**Text**
# People food doggies can eat



## VioletVera

Hello all,

As a new puppy mom, I just wanted to share this list with you that my friend Kris emailed to me. She's the mom to a 5 year old Yorkie. You all probably already knew about these foods, but in case you didn't they are worth a try. Some of these I knew about, however some I did not. I'm glad to know that if I try feeding something on this list to Violet, and she doesn't like it, at least I can eat it!

Violet LOVES baby carrots, chicken, and mozzarella. So far she doesn't like peanut butter (I know-!?!?!), apples, strawberries, raspberries, or bananas... does anyone know if when she gets older she may like these healthy treats? Or maybe she just doesn't have a sweet tooth like her mommy? (LOL!)

Mmmm... crunchy carrots!

**Exercise requirements**
A: Reproduce the passage from the post about people food for dogs that opens with the words containing "## VioletVera" and closes with "Mmmm... crunchy carrots!".
B: In the post about people food for dogs, what breed is Kris's dog?

**Data supplied**
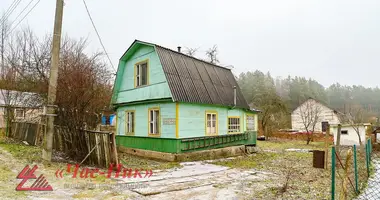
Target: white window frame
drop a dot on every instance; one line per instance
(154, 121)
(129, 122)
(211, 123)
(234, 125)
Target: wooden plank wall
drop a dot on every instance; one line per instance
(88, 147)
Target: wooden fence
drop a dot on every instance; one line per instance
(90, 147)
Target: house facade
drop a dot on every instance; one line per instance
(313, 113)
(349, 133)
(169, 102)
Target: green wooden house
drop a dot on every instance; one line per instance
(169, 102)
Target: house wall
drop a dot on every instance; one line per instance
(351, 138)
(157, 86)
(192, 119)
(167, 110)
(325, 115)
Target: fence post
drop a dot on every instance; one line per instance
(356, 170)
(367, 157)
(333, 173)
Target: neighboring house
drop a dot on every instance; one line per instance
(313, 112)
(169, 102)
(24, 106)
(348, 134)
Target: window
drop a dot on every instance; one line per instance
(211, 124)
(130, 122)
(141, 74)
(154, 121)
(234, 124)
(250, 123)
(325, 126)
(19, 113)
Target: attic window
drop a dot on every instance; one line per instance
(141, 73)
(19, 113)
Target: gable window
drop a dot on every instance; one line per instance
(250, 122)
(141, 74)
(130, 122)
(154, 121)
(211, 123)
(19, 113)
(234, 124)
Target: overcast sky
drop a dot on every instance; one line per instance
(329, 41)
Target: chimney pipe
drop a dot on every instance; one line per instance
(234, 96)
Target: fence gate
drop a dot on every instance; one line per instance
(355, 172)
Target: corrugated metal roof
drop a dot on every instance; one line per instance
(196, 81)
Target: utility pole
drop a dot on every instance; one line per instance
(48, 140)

---

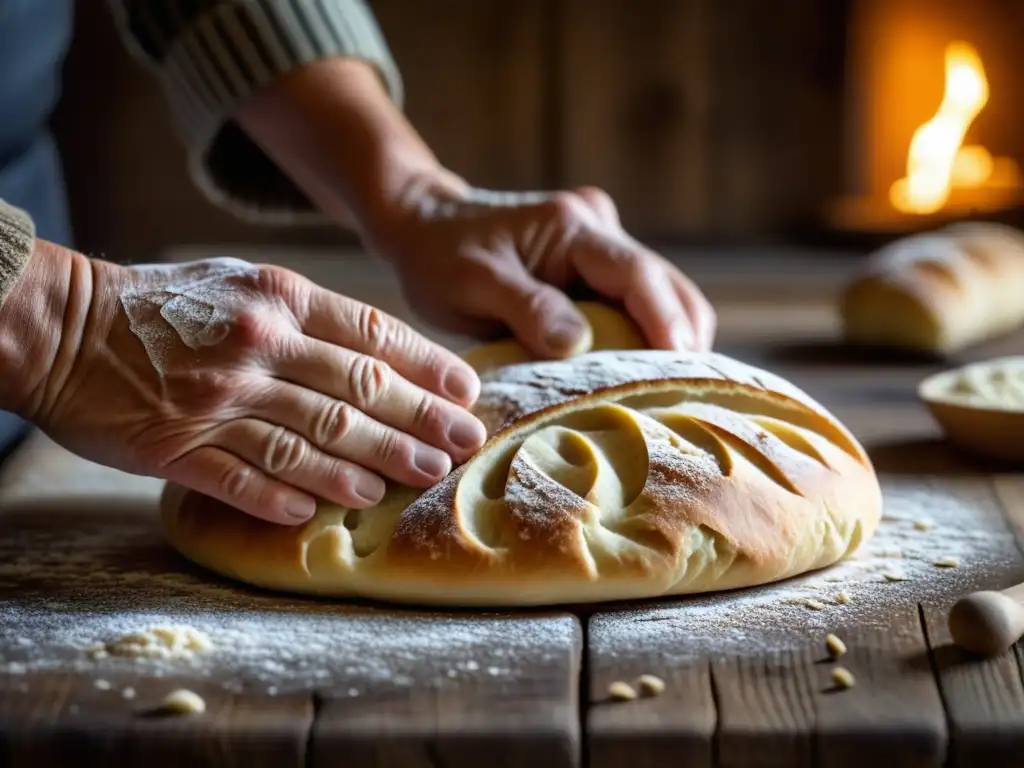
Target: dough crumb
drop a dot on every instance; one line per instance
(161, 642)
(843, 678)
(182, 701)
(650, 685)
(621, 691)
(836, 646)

--

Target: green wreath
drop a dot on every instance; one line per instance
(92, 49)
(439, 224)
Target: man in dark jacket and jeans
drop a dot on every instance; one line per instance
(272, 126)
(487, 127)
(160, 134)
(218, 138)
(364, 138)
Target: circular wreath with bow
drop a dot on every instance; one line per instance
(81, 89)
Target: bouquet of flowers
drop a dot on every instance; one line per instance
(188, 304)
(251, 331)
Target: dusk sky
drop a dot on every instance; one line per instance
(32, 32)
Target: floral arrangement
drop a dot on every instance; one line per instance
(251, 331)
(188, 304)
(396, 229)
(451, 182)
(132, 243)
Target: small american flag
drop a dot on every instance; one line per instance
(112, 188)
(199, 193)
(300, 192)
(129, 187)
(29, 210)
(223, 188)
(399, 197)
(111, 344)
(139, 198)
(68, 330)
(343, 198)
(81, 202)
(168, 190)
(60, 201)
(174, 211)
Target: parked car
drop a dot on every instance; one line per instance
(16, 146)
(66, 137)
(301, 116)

**Outputs in order**
A:
## VioletVera

Hello all,

As a new puppy mom, I just wanted to share this list with you that my friend Kris emailed to me. She's the mom to a 5 year old Yorkie. You all probably already knew about these foods, but in case you didn't they are worth a try. Some of these I knew about, however some I did not. I'm glad to know that if I try feeding something on this list to Violet, and she doesn't like it, at least I can eat it!

Violet LOVES baby carrots, chicken, and mozzarella. So far she doesn't like peanut butter (I know-!?!?!), apples, strawberries, raspberries, or bananas... does anyone know if when she gets older she may like these healthy treats? Or maybe she just doesn't have a sweet tooth like her mommy? (LOL!)

Mmmm... crunchy carrots!

B: A Yorkie.